Rewrite the rows starting at the first one and ending at the line containing "positive clicks: (521, 236)", swapping "rough mask" for "coarse mask" and leaving everything else unchanged. Leave the pictures out of your answer.

—————

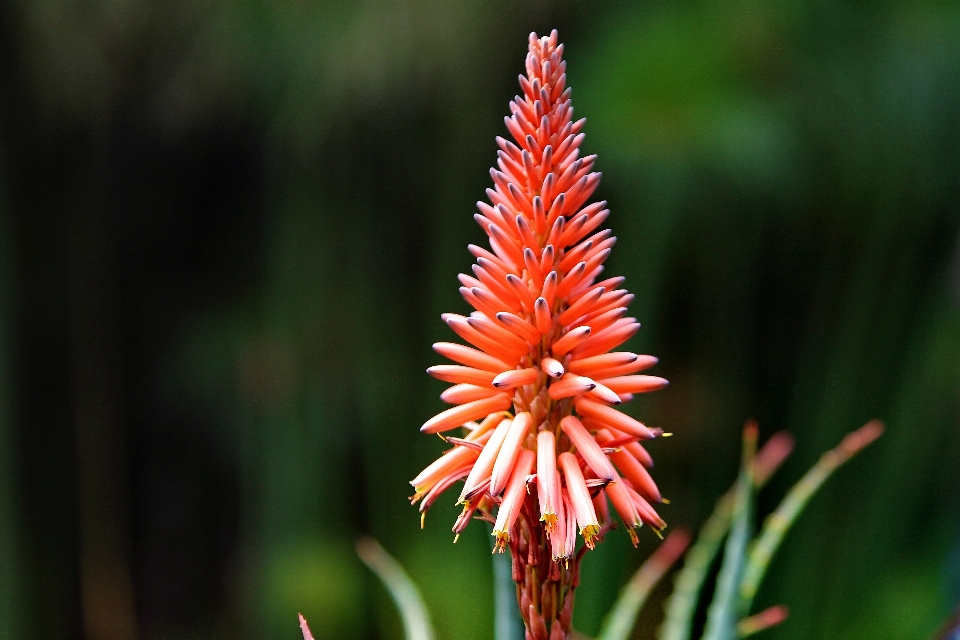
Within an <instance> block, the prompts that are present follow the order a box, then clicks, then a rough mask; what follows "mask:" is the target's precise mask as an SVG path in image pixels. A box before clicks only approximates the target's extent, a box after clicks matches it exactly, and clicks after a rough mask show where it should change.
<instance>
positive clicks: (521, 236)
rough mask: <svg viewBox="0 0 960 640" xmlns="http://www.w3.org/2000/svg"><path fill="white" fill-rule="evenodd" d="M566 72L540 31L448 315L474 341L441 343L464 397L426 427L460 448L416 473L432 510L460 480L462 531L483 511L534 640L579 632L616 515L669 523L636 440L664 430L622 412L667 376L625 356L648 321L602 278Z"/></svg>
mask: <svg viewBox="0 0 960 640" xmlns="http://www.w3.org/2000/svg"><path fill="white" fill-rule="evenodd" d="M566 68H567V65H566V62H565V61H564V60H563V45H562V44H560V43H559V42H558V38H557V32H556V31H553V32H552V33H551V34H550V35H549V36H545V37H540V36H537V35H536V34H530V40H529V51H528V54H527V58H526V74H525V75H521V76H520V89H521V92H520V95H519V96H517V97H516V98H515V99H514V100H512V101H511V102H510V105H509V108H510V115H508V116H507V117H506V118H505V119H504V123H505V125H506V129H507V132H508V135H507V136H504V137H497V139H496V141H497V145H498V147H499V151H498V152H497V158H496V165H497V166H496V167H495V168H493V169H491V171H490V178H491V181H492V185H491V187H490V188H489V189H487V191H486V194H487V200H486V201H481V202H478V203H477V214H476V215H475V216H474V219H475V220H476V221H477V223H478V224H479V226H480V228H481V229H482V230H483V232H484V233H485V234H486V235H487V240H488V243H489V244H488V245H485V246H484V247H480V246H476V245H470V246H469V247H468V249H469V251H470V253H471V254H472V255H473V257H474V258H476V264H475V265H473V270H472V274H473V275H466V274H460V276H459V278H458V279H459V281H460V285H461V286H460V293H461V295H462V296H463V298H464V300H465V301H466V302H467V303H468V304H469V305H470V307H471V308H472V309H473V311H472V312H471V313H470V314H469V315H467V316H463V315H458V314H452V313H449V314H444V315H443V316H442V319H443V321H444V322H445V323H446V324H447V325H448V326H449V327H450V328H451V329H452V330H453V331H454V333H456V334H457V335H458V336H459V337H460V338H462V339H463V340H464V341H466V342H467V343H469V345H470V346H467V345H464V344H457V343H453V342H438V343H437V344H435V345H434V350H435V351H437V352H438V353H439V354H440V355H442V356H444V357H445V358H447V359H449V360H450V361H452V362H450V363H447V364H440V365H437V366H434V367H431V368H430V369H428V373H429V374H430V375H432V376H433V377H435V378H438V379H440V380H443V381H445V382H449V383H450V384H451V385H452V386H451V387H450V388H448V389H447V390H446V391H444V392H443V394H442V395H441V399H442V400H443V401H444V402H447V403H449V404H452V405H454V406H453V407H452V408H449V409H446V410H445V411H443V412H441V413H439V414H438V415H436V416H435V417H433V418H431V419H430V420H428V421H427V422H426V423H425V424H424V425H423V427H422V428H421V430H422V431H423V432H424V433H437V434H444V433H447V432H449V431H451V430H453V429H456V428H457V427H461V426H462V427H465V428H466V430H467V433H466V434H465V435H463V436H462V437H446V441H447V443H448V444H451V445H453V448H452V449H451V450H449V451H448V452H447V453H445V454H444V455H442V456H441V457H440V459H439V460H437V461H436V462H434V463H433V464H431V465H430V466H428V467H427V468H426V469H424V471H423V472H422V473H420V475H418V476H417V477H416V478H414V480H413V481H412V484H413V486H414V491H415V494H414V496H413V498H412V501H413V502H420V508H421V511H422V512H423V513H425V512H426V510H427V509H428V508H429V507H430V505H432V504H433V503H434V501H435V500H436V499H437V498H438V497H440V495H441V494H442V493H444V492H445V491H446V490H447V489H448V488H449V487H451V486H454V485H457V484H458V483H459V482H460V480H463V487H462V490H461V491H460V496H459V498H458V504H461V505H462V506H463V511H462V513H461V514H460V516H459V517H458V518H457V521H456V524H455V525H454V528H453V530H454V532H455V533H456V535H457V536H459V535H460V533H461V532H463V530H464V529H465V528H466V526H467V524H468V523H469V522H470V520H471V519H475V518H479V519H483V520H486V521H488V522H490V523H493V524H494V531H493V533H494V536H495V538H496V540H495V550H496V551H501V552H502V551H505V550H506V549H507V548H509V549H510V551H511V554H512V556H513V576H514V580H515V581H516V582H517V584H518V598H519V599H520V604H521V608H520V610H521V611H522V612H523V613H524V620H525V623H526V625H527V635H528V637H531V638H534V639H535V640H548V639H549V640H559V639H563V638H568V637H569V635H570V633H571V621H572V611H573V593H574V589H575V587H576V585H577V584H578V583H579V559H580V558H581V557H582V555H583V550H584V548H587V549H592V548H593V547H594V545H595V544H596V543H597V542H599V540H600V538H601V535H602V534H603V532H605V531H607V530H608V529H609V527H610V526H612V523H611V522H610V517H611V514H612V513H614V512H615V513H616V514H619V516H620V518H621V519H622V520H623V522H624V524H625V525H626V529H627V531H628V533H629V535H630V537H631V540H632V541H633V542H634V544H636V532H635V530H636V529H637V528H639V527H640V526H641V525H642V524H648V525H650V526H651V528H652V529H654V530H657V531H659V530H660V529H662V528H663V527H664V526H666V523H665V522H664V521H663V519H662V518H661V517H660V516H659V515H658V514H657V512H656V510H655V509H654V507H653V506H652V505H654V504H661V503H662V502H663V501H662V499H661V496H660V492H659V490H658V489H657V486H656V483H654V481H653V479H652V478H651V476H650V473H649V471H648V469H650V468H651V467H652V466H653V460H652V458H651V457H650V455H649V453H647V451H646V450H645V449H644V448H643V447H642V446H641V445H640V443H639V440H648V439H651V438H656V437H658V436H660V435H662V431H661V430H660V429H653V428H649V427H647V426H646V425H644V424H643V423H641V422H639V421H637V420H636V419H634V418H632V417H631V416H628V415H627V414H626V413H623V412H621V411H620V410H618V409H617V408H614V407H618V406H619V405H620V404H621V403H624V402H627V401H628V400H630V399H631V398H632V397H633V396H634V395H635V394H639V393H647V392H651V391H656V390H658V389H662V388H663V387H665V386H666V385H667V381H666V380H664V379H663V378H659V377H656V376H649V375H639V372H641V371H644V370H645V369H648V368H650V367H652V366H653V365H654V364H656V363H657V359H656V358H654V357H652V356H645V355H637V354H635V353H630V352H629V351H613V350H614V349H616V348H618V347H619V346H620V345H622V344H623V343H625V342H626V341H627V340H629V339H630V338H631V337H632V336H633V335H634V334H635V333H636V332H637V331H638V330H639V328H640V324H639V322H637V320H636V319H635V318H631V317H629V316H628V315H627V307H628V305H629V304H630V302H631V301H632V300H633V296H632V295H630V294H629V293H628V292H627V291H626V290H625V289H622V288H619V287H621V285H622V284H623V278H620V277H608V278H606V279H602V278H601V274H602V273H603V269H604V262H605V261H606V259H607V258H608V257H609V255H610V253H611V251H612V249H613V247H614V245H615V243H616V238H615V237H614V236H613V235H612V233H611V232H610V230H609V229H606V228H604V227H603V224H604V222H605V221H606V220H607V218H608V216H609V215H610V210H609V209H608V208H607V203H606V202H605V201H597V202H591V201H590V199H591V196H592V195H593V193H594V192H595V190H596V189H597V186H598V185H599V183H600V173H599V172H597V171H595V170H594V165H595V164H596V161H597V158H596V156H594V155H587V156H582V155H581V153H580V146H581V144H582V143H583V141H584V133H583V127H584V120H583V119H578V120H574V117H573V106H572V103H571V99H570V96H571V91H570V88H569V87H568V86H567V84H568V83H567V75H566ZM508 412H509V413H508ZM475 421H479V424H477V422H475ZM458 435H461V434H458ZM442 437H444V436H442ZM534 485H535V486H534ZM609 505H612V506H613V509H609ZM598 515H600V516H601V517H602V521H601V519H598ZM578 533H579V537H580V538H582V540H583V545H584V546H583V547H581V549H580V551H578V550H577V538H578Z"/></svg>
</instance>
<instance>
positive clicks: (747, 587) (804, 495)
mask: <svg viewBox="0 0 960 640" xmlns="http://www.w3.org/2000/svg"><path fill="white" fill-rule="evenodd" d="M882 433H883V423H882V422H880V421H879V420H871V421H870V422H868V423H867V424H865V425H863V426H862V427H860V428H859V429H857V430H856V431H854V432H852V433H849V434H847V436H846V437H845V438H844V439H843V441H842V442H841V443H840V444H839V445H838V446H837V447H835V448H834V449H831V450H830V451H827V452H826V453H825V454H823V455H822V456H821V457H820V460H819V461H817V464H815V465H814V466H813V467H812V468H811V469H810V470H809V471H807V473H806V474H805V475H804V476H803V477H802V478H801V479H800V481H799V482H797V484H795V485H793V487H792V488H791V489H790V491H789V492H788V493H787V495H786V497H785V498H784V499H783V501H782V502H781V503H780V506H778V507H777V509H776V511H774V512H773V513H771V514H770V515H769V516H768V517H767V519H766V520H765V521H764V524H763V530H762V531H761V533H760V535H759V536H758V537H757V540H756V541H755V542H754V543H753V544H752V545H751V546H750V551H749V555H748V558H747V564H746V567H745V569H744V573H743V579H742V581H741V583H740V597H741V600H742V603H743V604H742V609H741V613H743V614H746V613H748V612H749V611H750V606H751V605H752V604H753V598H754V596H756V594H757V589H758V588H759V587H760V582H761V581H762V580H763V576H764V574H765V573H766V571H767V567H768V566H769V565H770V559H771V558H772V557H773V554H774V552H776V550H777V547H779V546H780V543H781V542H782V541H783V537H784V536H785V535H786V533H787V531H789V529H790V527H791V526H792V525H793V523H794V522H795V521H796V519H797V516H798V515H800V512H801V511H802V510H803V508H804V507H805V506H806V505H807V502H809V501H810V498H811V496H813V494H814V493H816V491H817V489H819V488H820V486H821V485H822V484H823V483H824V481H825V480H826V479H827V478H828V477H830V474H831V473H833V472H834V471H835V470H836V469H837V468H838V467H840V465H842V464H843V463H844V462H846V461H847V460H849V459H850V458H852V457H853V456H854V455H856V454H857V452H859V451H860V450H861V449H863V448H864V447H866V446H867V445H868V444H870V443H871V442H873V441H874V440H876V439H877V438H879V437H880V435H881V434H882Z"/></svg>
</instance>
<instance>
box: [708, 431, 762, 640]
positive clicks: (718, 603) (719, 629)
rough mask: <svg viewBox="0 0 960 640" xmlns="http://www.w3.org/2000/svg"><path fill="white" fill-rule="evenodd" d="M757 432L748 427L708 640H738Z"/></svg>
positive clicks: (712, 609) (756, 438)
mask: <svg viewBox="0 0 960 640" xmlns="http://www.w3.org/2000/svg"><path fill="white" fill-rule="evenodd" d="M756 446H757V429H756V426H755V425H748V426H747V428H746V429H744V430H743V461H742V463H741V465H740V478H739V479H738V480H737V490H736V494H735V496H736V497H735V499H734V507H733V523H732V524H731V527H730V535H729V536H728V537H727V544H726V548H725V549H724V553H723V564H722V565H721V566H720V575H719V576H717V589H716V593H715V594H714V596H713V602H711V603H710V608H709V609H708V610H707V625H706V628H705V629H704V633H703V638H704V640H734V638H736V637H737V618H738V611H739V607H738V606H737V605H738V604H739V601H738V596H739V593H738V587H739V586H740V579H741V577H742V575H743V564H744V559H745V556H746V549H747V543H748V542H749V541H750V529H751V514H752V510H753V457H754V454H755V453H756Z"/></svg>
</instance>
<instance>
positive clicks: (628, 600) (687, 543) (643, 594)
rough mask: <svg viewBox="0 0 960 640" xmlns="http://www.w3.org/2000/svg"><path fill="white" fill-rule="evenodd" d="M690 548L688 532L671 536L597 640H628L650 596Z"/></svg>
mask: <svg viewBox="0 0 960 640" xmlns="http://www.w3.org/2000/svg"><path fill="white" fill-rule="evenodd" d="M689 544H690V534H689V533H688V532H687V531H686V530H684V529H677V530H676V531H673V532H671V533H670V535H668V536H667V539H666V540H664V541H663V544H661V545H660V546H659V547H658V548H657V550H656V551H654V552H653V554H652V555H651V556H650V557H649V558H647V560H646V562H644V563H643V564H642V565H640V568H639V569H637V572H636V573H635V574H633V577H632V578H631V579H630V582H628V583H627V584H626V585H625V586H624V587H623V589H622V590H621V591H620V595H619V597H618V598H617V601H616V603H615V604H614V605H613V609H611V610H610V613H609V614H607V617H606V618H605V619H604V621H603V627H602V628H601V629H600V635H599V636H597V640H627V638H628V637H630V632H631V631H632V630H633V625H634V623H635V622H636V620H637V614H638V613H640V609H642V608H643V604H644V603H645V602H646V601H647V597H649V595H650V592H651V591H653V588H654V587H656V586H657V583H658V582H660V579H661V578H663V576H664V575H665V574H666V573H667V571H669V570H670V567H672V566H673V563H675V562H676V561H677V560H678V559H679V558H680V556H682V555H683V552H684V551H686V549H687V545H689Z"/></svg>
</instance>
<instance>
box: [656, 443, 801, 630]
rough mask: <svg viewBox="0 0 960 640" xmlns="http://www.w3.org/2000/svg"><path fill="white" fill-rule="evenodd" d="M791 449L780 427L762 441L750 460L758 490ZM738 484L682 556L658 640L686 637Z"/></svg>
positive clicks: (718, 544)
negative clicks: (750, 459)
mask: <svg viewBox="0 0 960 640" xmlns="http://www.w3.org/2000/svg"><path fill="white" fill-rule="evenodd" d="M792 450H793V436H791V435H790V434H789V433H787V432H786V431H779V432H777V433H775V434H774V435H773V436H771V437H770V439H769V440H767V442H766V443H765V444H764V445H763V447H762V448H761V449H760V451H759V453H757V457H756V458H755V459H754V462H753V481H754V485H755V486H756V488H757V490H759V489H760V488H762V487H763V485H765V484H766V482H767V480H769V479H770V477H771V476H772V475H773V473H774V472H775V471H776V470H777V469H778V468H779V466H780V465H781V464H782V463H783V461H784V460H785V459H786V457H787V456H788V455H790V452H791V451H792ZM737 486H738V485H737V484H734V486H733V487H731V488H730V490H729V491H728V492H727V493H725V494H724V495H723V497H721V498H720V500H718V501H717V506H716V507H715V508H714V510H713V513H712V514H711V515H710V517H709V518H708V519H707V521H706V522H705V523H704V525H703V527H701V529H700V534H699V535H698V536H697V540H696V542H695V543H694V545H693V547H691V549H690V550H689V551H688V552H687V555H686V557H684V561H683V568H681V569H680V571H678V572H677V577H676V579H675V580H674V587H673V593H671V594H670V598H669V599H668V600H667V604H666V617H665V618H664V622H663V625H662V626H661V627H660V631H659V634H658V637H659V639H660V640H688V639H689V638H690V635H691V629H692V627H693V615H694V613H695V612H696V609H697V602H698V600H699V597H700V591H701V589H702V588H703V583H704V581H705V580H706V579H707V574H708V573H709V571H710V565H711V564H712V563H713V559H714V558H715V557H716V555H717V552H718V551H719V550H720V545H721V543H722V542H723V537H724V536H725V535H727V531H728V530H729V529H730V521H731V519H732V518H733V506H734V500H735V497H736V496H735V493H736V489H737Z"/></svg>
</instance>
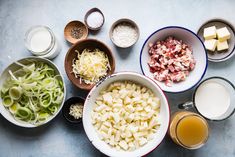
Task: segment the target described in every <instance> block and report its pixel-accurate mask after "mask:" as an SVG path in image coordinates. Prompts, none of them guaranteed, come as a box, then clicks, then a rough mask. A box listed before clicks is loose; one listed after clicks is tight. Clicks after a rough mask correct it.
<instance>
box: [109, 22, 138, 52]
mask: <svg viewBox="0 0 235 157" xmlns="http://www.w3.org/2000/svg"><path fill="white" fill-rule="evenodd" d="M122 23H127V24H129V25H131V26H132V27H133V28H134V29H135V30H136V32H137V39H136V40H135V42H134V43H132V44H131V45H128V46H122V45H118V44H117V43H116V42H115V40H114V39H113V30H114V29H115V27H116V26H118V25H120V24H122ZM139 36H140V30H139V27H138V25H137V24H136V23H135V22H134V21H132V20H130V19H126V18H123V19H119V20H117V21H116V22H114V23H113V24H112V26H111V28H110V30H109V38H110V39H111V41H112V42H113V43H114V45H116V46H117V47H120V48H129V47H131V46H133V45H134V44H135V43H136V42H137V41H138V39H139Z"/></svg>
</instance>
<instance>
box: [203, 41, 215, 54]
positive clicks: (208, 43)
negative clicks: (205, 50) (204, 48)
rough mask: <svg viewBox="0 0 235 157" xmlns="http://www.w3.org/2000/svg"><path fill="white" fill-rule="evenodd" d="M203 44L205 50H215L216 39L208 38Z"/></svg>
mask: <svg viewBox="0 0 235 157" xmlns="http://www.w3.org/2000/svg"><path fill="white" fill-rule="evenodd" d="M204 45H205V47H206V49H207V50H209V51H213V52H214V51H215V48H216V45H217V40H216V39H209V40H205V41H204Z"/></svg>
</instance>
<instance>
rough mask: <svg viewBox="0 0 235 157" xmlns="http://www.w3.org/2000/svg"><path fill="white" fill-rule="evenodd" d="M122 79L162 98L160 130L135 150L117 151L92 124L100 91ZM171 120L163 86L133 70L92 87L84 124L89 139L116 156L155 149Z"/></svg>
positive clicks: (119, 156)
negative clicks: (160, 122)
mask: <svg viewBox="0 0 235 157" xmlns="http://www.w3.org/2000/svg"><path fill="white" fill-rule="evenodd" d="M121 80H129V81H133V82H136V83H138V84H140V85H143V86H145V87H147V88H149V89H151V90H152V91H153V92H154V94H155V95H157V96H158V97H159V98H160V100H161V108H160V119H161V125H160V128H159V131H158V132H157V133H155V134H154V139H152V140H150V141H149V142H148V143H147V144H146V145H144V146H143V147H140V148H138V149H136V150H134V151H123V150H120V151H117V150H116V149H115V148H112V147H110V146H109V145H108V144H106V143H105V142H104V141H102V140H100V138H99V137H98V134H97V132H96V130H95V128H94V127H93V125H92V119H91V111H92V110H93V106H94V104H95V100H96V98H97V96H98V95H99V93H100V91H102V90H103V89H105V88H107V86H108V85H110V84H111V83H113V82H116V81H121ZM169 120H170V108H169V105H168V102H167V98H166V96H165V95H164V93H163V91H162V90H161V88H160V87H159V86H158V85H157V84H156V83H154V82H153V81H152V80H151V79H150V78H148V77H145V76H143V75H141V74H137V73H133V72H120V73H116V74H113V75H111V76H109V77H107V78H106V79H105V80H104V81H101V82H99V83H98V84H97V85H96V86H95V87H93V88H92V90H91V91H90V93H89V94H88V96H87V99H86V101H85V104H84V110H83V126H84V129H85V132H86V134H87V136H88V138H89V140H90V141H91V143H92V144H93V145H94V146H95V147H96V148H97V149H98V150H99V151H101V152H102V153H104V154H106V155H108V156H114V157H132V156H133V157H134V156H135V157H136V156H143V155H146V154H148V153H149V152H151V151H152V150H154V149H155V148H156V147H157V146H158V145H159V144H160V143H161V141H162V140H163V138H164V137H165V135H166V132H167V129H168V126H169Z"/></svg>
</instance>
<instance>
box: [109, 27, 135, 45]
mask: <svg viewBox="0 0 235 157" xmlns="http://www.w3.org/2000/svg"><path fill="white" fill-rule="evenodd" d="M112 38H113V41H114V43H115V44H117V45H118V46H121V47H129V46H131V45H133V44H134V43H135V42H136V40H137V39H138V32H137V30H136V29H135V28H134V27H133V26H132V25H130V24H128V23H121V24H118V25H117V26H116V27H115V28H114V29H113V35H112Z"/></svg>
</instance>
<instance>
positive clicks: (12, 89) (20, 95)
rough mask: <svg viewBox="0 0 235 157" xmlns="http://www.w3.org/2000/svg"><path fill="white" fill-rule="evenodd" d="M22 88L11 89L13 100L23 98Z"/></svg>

—————

Finished exercise -
Within an <instance> block, the prompts that are present follow the order a box, then clicks, then a coarse mask; what follows "mask:" is the target's precise mask as an SVG path in image pixels. A box before clicks only approximates the target's extent, a box after clicks matches it exactly, and clicks after a coarse mask show where it should change.
<instance>
positive clicks: (521, 236)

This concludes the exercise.